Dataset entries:
::::::::::

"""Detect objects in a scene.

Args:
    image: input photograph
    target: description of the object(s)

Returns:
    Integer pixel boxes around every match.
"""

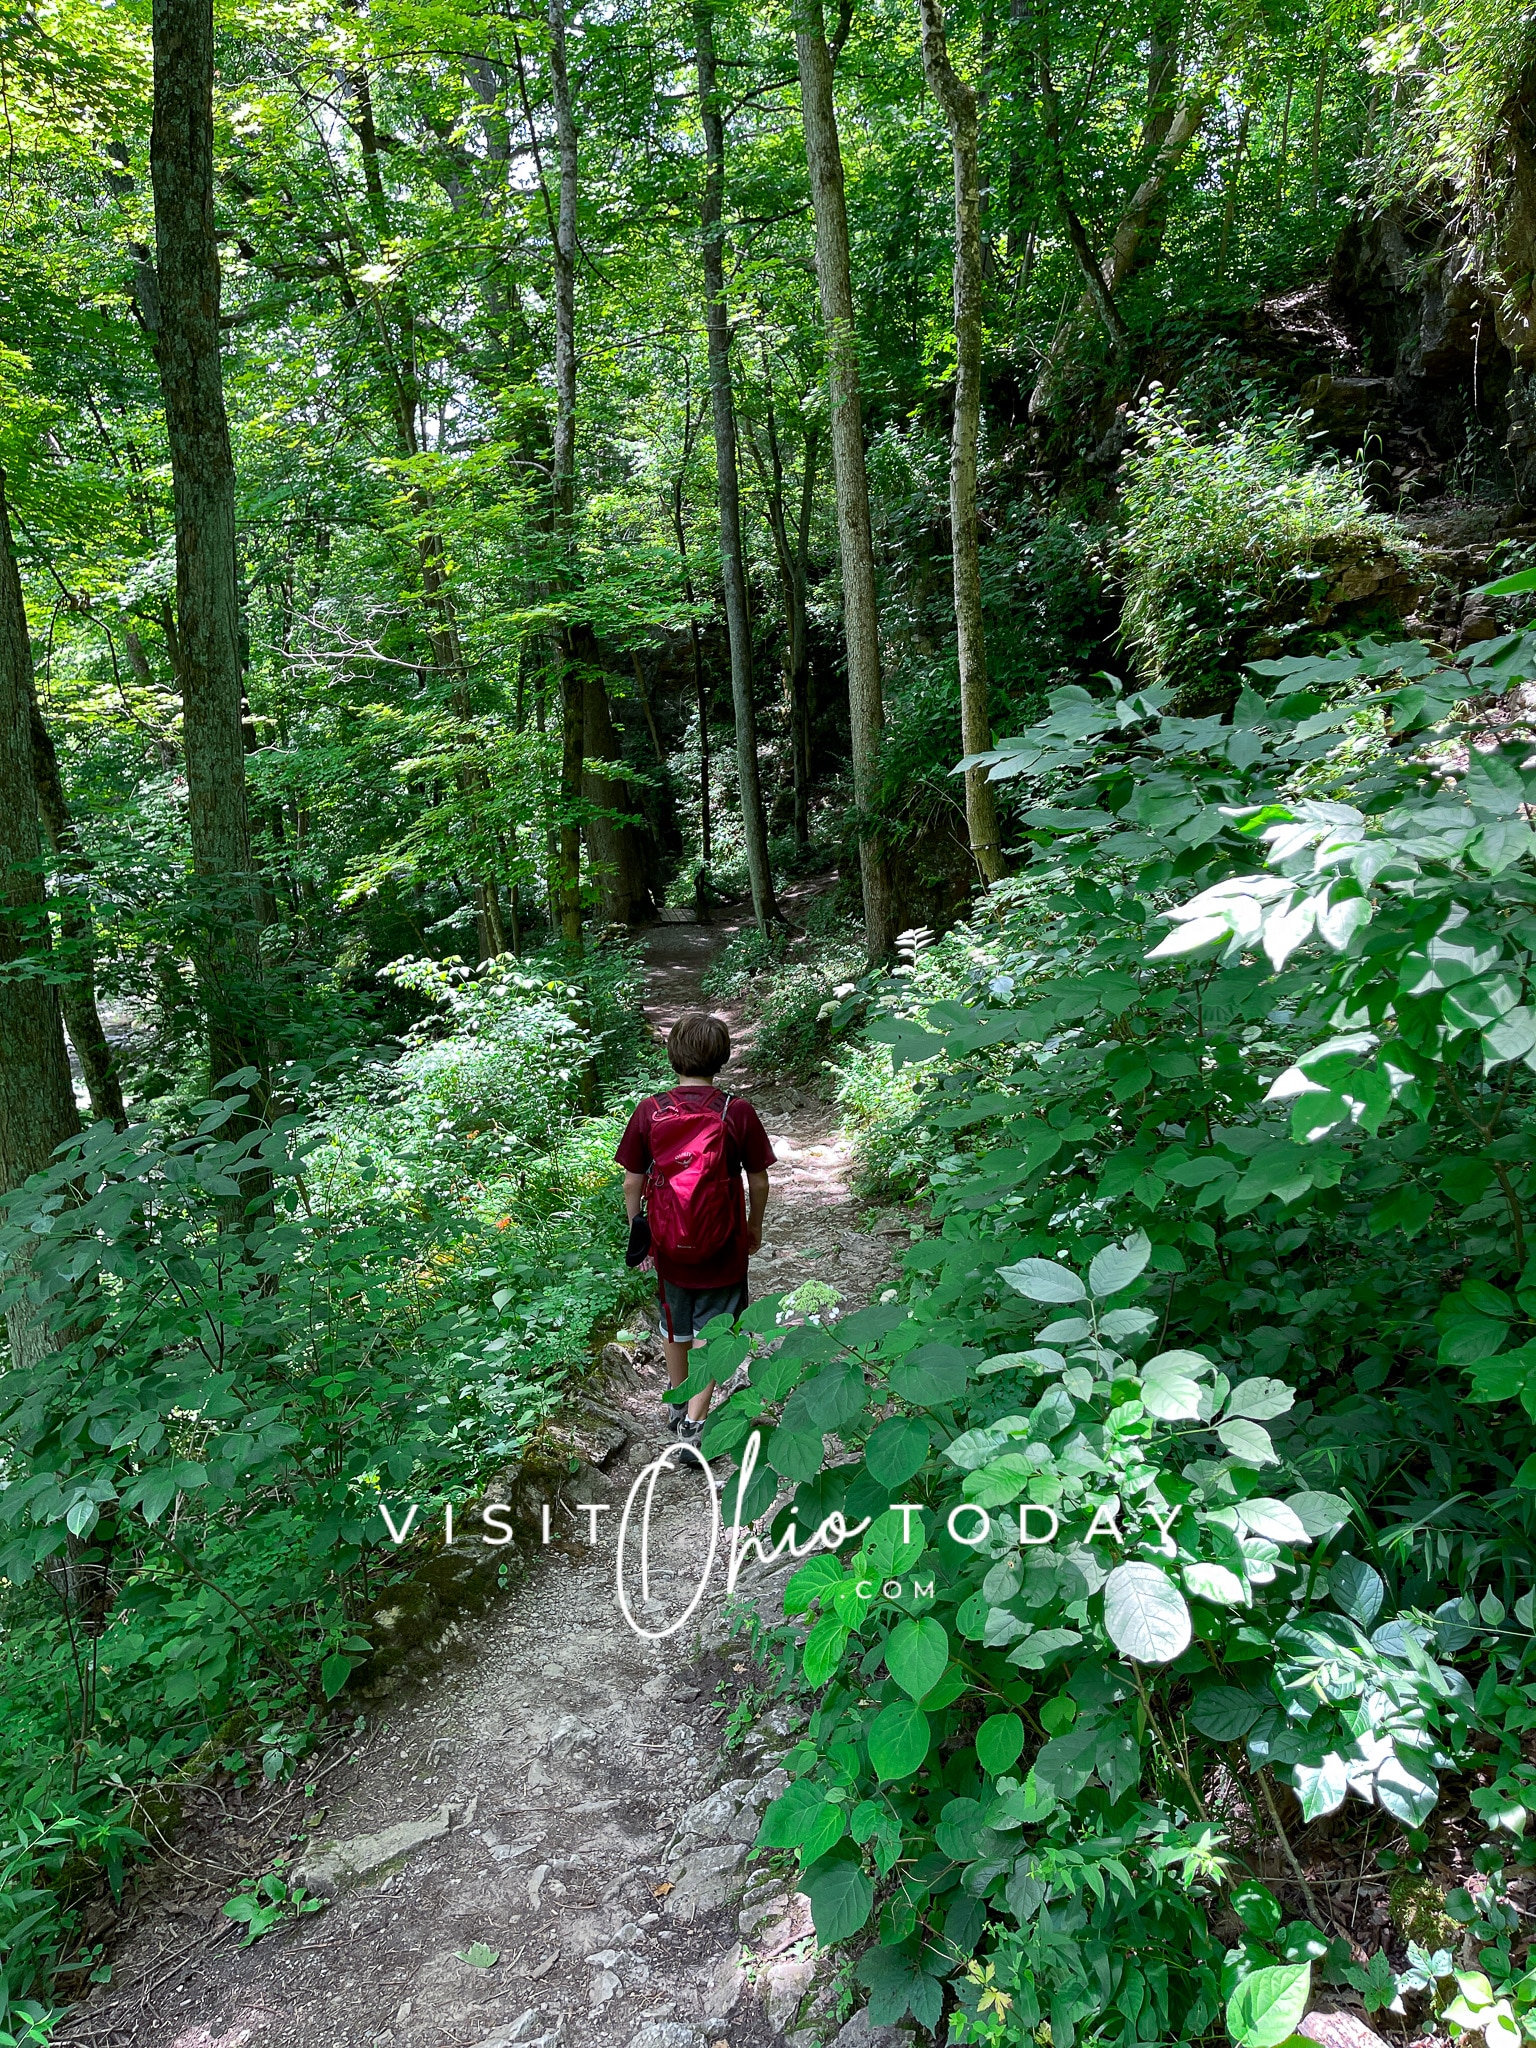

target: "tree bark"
[1025,6,1210,429]
[695,0,776,933]
[0,474,82,1199]
[547,0,585,954]
[918,0,1005,885]
[150,0,268,1104]
[26,687,128,1127]
[667,415,711,865]
[795,0,896,958]
[581,663,655,925]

::::::::::

_PROMPT_.
The goal is an exact reprint of the entries, leaving out the pictures.

_RESULT BELOW_.
"""Detect objects in a scene.

Args:
    image: input photograph
    target: description of the object(s)

Returns:
    Integer pixel boxes around every match.
"""


target: "tree bark"
[1025,6,1210,429]
[695,0,776,933]
[0,474,82,1199]
[547,0,585,954]
[918,0,1005,885]
[150,0,268,1104]
[26,687,128,1127]
[667,415,711,865]
[795,0,896,958]
[581,663,655,925]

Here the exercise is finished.